§ SHORT TASK 1
Using the Yes Bank text, decide whether each statement agrees with it, answering yes or no and quoting the deciding words: (a) before the 2010 deregulation, the savings account rate was capped at 4 percent; (b) the bank's CASA ratio stood at 15 percent as of March 2018; (c) in 2015 the Bombay High Court ruled against Kapur and Gogia.
§ SHORT TASK 2
Please list every line of the records containing the word "outcrop", matching case exactly.

§ TEXT EXTRACT
# # #

The first big break for Yes Bank came in 2010, when the RBI announced the deregulation of savings account deposit rates. Before that, the savings account rate was capped at 4 percent. Even though some of the larger lenders continued with the earlier rates, in December 2011 Yes Bank announced an aggressive 7 percent interest rate for savings accounts deposits to attract more customers.

The bank’s current account savings account (CASA) ratio rose from 10.3 percent in March 2011, to 15 percent by March 2012. The ratio stood at 36.5 percent as of March 2018.

In absolute numbers, low cost CASA deposits as of March 2011 stood at Rs 4,751 crore as compared with Rs 73,176 crore at the end of financial year 2018.

Under Kapoor’s leadership, the bank grew its loan book aggressively over the last decade. As on March 2008, Yes Bank’s total advances stood at Rs 9,430 crore, which rose to over Rs 2 lakh crore as of March 2018. The corporate loans portfolio still dominates Yes Bank’s total advances, however, it has been able to create a sizeable retail lending portfolio over the last few years.

Yes Bank Board In Fort, Mumbai (Photograph: Dhiraj Singh/Bloomberg)
Yes Bank Board In Fort, Mumbai (Photograph: Dhiraj Singh/Bloomberg)

The Bad News

Yes Bank’s road to growth and rise as one of the largest private banks in the country did not come without its fair share of troubles. In 2013, Kapur’s wife Madhu Kapur dragged Kapoor and the Yes Bank board to court, seeking more powers in nominating new board members. Since Kapur’s promoter shareholding had been passed on to his family after his death, his wife initially sought to appoint their daughter Shagun Gogia on the bank’s board.

Kapoor opposed this appointment, which the bank’s board also declined to accept, citing lack of experience on Gogia’s part. The bank also contested that the Kapur family’s shareholding had moved to non-promoter status after the co-founder’s death.

The Kapur family later demanded that they have say in appointing new directors on the bank’s board. In 2015, the Bombay High Court ruled in favour of Kapur and Gogia, giving them powers to jointly nominate new members.

# # #

[Dataset excerpts on object pointing]
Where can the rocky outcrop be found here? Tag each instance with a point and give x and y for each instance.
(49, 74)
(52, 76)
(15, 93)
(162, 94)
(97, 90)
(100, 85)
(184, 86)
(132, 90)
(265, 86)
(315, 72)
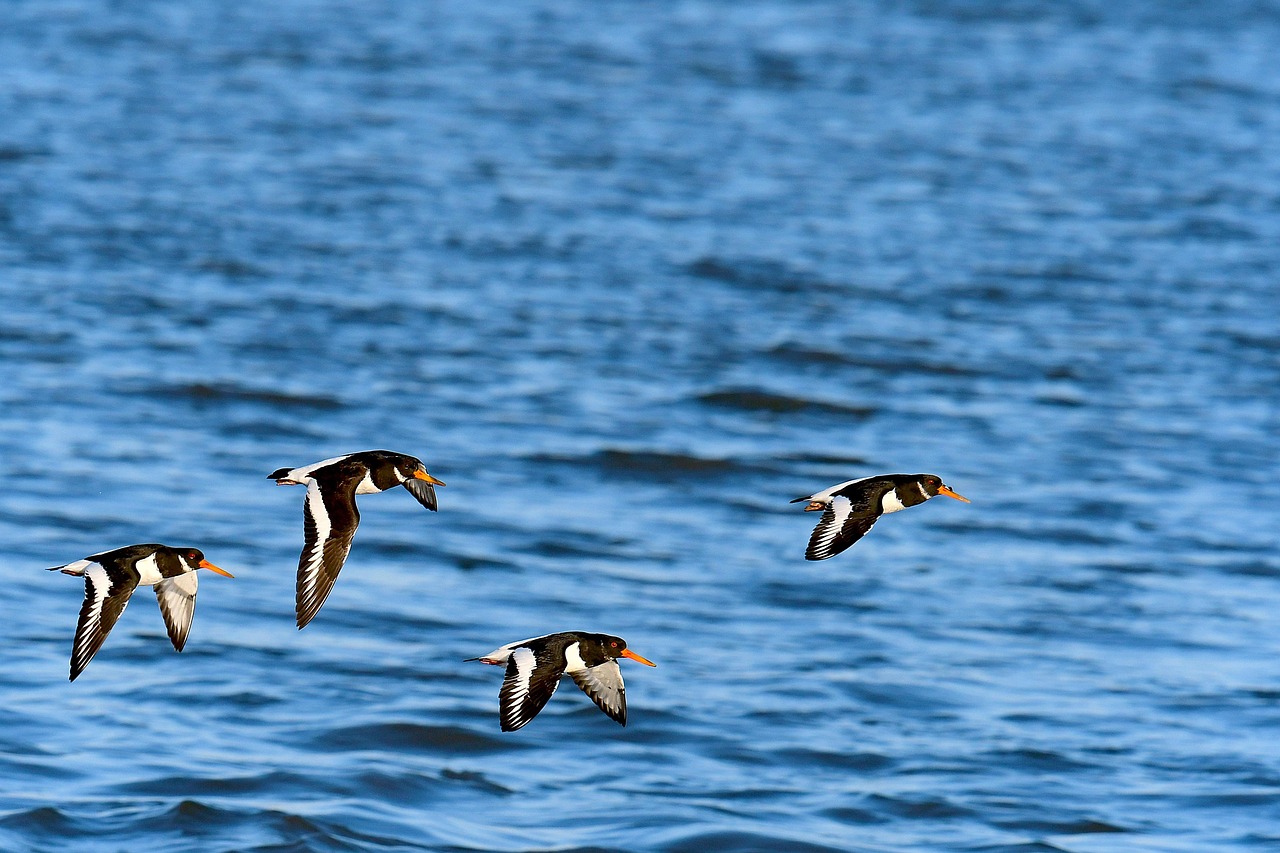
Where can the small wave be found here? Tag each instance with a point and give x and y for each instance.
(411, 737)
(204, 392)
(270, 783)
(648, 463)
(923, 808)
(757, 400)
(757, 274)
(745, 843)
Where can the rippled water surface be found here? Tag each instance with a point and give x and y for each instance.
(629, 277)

# # #

§ CORRECT RESULT 1
(a) Yes: "Before that, the savings account rate was capped at 4 percent."
(b) No: "The ratio stood at 36.5 percent as of March 2018."
(c) No: "In 2015, the Bombay High Court ruled in favour of Kapur and Gogia"

§ CORRECT RESULT 2
Where can the rocky outcrop be found here? Tag each instance with a point and give x and y for each instance.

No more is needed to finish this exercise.